Avendo affrontato un’esperienza lavorativa nel territorio altoatesino, l’idea di
condurre questa indagine mi è sorta dopo aver letto i risultati di un’indagine condotta
nel 2012 sugli studenti altoatesini e sulla seconda lingua. Questa ricerca chiamata
Kolipsi è stata realizzata dall’Istituto di Comunicazione Specialistica e Plurilinguismo
dell’Eurac in collaborazione con il Dipartimento di Scienze della Cognizione e della
Formazione dell’Università di Trento. I risultati, che saranno presentati nel primo
capitolo, attestano una sostanziale differenza nel gruppo italofono che risulta meno
preparato nel parlare tedesco come seconda lingua, rispetto al gruppo tedescofono che
sembra essere più competente nell’italiano L2. Anche se neanche la metà di
quest’ultimo gruppo riuscirebbe ad affrontare l’esame del bilinguismo.

-- -- --

Compiti:
1: Spiega in una o due frasi come è nata l'idea di condurre l'indagine di cui parla l'estratto.
2: Riproduci fedelmente la parte dell'estratto che comincia con le parole contenenti "Avendo affrontato un’esperienza" e termina con "l’esame del bilinguismo.".
3: Secondo l'estratto, chi ha realizzato la ricerca Kolipsi?
Non occorre consultare i record.

Dati forniti:
-- -- --

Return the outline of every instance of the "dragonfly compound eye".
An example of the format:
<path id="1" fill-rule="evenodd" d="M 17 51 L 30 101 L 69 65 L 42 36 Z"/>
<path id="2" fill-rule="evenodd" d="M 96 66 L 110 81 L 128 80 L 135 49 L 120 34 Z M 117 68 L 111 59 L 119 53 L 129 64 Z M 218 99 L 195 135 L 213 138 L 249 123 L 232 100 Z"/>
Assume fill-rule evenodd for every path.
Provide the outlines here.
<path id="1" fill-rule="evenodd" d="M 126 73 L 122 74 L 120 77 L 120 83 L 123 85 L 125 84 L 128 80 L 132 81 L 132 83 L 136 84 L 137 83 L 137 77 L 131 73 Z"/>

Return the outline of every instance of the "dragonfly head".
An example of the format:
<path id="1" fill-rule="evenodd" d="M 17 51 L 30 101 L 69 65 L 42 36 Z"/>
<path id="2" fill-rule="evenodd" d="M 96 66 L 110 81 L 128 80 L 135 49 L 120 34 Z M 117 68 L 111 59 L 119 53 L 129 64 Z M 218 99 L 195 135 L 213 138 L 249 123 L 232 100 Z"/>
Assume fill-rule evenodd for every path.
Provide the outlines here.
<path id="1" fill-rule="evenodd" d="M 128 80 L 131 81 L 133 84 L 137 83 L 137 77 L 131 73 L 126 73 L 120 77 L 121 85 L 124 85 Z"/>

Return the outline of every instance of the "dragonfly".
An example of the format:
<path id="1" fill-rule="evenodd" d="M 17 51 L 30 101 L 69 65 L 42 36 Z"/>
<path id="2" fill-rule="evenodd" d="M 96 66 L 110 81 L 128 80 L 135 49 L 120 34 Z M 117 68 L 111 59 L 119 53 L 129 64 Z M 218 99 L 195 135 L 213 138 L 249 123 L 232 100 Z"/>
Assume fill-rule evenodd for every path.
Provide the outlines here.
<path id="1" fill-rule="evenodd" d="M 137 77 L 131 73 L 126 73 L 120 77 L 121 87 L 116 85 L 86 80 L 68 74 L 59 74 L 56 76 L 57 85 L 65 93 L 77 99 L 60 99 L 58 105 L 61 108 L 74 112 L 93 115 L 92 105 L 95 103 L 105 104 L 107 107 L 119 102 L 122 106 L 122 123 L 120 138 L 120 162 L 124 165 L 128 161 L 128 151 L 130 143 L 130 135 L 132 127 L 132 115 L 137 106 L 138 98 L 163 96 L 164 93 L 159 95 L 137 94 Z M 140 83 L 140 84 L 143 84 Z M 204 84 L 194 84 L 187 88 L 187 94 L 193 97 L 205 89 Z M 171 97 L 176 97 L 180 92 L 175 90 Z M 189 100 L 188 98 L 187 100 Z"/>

-- -- --

Risposte:
1: L'idea è sorta dopo la lettura dei risultati della ricerca Kolipsi, condotta nel 2012 sugli studenti altoatesini e sulla seconda lingua. A ciò si aggiunge l'esperienza lavorativa affrontata nel territorio altoatesino.

2:
Avendo affrontato un’esperienza lavorativa nel territorio altoatesino, l’idea di
condurre questa indagine mi è sorta dopo aver letto i risultati di un’indagine condotta
nel 2012 sugli studenti altoatesini e sulla seconda lingua. Questa ricerca chiamata
Kolipsi è stata realizzata dall’Istituto di Comunicazione Specialistica e Plurilinguismo
dell’Eurac in collaborazione con il Dipartimento di Scienze della Cognizione e della
Formazione dell’Università di Trento. I risultati, che saranno presentati nel primo
capitolo, attestano una sostanziale differenza nel gruppo italofono che risulta meno
preparato nel parlare tedesco come seconda lingua, rispetto al gruppo tedescofono che
sembra essere più competente nell’italiano L2. Anche se neanche la metà di
quest’ultimo gruppo riuscirebbe ad affrontare l’esame del bilinguismo.

3: L'Istituto di Comunicazione Specialistica e Plurilinguismo dell'Eurac, in collaborazione con il Dipartimento di Scienze della Cognizione e della Formazione dell'Università di Trento.